> [WORK TO BE COMPLETED] Resume the court passage on the ALJ's handling of the psychologist's opinion in Nyman's case, picking up right after its final sentence.

> [PASSAGE SHOWN]
● ● ● ●

Nyman argued that the ALJ's decision did not comport with the rulings in Rhodes v. Schweiker, 660 F.2d 722, 723 (9th Cir. 1981), and Day v. Weinberger, 522 F.2d 1154, 1156 (9th Cir. 1975), because the ALJ rejected the expert opinion of an examining psychologist without stating his reasons for doing so. As noted by the court in Day v. Weinberger, 522 F.2d at 1156, n. 2, however, the holding in that case addressed a situation in which there were two uncontroverted medical opinions, and not "the more common situation wherein an examiner must choose between conflicting medical opinion."
The psychologist's report in this case was not uncontradicted. No other doctor concurred in his evaluation of Nyman's limitations, although other doctors did comment on his mental impairments as they related to his physical condition. The report also conflicted with the testimony of the vocational expert. Conclusory opinions by medical experts regarding the ultimate question of disability are not binding on the ALJ. 20 C.F.R. Section 416.927. The ALJ in this case was not obliged to explicitly detail his reasons for rejecting the psychologist's opinion.

● ● ● ●

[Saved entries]
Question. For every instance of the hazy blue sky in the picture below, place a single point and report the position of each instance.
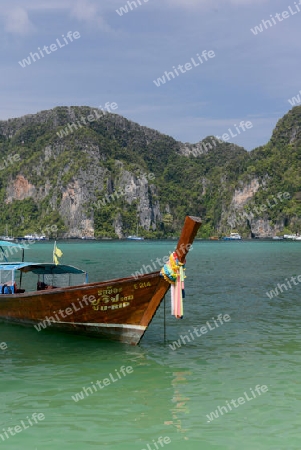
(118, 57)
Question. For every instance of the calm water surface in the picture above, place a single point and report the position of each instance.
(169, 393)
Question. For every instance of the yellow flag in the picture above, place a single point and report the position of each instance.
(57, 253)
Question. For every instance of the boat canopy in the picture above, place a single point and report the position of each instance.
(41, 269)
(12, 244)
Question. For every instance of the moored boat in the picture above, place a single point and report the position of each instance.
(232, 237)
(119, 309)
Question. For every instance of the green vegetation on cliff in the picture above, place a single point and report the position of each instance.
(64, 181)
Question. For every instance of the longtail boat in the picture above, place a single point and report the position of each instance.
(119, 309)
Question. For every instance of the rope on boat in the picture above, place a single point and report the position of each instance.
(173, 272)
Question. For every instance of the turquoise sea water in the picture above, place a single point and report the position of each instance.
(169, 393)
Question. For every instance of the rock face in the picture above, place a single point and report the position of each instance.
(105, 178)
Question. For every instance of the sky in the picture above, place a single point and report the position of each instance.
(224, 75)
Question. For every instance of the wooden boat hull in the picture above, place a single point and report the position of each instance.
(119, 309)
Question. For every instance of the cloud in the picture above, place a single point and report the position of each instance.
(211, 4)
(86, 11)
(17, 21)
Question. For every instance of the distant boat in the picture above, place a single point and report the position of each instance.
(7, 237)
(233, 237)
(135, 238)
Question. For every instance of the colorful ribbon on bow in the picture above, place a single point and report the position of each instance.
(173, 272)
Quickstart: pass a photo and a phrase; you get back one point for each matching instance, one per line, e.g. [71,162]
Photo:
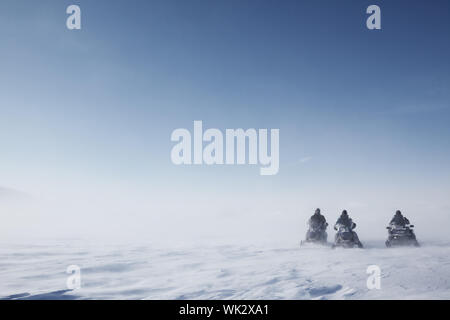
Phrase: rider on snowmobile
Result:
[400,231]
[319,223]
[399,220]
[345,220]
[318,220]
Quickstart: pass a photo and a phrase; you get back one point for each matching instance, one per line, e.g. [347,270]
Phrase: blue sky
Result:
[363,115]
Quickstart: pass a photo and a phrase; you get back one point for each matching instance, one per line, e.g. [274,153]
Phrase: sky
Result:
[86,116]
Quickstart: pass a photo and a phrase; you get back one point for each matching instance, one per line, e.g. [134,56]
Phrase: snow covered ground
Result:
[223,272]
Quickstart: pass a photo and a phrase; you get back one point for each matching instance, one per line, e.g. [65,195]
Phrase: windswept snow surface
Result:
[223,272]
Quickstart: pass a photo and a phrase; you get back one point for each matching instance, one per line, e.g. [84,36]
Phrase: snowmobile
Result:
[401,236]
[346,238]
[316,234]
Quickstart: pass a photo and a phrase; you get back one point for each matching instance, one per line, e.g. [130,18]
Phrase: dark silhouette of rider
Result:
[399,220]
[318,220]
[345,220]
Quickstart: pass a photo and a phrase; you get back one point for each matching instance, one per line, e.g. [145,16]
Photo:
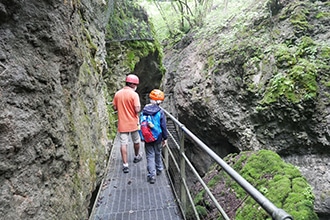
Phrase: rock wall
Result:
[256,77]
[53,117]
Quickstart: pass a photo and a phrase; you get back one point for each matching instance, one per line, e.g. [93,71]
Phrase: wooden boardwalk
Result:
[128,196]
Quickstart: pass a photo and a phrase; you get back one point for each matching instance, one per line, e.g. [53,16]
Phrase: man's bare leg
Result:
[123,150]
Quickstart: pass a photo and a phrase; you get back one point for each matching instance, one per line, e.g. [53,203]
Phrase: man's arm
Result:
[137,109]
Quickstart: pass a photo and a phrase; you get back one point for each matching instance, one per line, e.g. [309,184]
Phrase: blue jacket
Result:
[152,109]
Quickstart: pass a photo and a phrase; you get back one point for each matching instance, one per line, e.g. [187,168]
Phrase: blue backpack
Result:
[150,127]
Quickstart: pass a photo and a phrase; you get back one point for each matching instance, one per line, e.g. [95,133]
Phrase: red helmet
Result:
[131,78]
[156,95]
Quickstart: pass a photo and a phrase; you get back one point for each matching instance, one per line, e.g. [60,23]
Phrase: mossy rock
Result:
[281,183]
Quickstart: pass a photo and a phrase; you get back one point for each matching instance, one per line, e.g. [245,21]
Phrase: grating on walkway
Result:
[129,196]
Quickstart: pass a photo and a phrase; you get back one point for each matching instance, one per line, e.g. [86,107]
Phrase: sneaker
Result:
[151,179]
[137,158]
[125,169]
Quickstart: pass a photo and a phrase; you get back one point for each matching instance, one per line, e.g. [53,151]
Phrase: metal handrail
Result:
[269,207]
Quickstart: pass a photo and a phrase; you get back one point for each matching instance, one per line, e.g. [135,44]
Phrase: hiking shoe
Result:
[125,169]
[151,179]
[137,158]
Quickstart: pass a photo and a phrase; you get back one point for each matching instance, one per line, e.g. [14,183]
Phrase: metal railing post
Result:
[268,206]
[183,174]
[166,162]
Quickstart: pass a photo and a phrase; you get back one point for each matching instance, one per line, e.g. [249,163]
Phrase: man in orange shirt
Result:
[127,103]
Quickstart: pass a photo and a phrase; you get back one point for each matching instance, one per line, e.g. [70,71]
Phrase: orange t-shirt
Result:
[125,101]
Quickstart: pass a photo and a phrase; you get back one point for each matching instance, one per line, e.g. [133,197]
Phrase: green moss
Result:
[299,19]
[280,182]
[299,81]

● ● ● ●

> [RESULT OF THE TASK]
There was substantial evidence in the record to support the ALJ's determination that Nyman exaggerated the severity of the pain he experienced. The evidence also supports the finding that Nyman can perform both his past relevant work and other jobs.
The district court's order affirming the ALJ's determination that Nyman is not eligible for disability benefits is AFFIRMED.